WHAT TO DO: Please retype all of the data below, word for word.

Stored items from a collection
•••
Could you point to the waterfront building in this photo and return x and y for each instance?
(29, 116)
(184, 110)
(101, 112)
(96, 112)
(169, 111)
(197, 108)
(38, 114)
•••
WRITTEN ANSWER:
Could you point to the waterfront building in this photo and return x and y for each instance?
(29, 116)
(184, 110)
(101, 112)
(96, 112)
(169, 111)
(197, 108)
(38, 114)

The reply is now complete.